START Exercise material

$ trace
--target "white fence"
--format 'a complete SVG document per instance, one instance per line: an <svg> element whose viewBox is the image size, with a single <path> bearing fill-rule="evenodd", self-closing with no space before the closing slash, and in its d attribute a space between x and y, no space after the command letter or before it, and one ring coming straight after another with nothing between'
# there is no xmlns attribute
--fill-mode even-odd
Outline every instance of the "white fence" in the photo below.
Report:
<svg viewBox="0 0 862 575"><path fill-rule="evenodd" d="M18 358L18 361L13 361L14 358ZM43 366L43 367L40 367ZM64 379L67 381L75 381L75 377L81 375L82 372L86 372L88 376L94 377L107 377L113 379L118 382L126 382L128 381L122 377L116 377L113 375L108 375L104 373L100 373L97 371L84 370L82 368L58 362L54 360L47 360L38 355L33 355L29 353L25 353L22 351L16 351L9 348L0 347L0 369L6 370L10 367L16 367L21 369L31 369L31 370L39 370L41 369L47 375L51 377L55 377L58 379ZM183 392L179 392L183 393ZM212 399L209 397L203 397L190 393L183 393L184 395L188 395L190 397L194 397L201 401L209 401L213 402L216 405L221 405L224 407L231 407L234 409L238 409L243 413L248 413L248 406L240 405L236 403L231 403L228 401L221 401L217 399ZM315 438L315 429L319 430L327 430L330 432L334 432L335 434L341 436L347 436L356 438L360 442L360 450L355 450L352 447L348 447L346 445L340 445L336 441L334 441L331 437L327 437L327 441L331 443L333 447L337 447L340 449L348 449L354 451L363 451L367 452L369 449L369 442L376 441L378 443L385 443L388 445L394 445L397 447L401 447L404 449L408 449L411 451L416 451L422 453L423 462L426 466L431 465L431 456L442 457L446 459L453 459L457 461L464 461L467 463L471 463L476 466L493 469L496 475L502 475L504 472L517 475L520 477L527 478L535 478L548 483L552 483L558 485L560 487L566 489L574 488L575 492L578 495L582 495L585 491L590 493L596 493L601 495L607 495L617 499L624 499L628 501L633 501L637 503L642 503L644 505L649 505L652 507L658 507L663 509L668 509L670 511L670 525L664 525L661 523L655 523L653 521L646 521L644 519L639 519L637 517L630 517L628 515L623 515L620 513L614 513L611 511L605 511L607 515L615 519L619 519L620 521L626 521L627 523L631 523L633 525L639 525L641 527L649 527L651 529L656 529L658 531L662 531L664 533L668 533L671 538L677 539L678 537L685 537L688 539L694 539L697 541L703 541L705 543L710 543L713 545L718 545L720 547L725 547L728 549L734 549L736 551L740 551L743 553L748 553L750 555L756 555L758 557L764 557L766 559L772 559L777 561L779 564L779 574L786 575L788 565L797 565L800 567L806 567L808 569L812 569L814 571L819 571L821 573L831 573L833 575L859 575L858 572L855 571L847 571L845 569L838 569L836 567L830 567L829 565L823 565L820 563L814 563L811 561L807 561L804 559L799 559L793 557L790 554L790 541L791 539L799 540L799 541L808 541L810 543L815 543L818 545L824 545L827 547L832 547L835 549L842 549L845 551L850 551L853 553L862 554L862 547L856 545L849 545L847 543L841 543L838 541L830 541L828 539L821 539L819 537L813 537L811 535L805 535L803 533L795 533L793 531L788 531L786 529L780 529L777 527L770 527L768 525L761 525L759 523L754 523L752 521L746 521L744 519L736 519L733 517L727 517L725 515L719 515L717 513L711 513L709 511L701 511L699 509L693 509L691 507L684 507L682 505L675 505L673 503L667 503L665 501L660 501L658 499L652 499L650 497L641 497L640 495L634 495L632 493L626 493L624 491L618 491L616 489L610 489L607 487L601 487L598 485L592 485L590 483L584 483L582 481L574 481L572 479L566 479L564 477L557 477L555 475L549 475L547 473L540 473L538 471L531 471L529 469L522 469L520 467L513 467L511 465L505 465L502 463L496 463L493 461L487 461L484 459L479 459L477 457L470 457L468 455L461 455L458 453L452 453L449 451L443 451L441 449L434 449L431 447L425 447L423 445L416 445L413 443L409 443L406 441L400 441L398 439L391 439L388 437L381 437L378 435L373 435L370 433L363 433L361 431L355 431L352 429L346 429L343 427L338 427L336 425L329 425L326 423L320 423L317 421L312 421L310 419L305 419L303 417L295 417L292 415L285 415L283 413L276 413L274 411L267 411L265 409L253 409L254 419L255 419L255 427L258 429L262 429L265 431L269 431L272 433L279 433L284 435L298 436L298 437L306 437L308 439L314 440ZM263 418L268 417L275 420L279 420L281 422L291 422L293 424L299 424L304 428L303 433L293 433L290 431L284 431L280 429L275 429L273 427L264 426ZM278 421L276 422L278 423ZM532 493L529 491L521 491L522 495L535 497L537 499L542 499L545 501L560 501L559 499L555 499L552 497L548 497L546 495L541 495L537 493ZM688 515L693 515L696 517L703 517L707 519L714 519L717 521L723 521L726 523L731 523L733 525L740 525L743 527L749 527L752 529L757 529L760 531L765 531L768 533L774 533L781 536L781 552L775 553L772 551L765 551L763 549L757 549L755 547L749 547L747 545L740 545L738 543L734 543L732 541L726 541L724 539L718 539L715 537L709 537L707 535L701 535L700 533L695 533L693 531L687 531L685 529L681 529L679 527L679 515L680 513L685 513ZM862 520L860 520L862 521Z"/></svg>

END Exercise material

# The problem:
The answer must consist of every line from the entries above that contains the string "fence".

# Response to the exercise:
--target "white fence"
Outline every instance of the "white fence" in the photo below.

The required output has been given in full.